This privilege is also evident in public housing. I am of the age where half my peers are homeowners (well, even one of the aforementioned ex-students will be one) and the other half are figuring out their lives (this is where yours truly is). Discussions inadvertently turn to how much one has paid for housing and many bemoan how expensive even a BTO (Built-to-Order flats, typically seen as new entry-level public housing) is. But they haven’t seen how much a shoebox in Tokyo is going for these days even with the pummelled yen. Boon Lay is considered the Wild West back in Singapore, but in Tokyo, that distance from the city center is normal, if not close. And that’s before we get to the quality of public housing from the Housing Development Board (HDB). I have shown my colleagues images of the Pinnacle at Duxton and just about everyone finds it hard to recover from their shock that this is public housing in Singapore; this would have been a top-tier “Tower Mansion” in Tokyo in stature, amenities and location.

As a foreigner amongst other foreigners in Tokyo, there is no explicit privilege that we are accorded for holding the most powerful passport in the world. Perhaps some people might be able to discern where we come from our accent and the relative sloppiness of the dressing. That, and an understated drive for competence and relevance. It was a passing comment from my German manager here, and a tip of the hat to our efforts and reputation. The point sinks in further in an environment where I get to work with people from different cultural backgrounds and realized that these are not qualities to be taken for granted.
Then there is our obsession about money. Specifically, more of its acquision, storage and proliferation than its expenditure. At a Singaporean gathering here, the undercurrents begin tugging at you from a range of benign angles on current affairs. The weakening yen. A declining working population and its ramifications on the Japanese pension system. One feels the pull and inadvertently surrenders to the maelstrom out of equal parts habit and curiosity about our compatriots. Before we know it, we find ourselves drowning in discussions about our financial beliefs and tactics.
Help.

▸ **PROMPT 1**: In the essay, what does BTO stand for?
▸ **PROMPT 2**: From the essay, extract the passage that begins at the words "Then there is" and stops after "beliefs and tactics.".
The material that comes next has no connection to the essay.

▸ **MATERIAL PROVIDED**:
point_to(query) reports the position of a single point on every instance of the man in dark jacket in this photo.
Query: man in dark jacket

▸ **TASK RESPONSE 1**: Built-to-Order flats.

▸ **TASK RESPONSE 2**:
Then there is our obsession about money. Specifically, more of its acquision, storage and proliferation than its expenditure. At a Singaporean gathering here, the undercurrents begin tugging at you from a range of benign angles on current affairs. The weakening yen. A declining working population and its ramifications on the Japanese pension system. One feels the pull and inadvertently surrenders to the maelstrom out of equal parts habit and curiosity about our compatriots. Before we know it, we find ourselves drowning in discussions about our financial beliefs and tactics.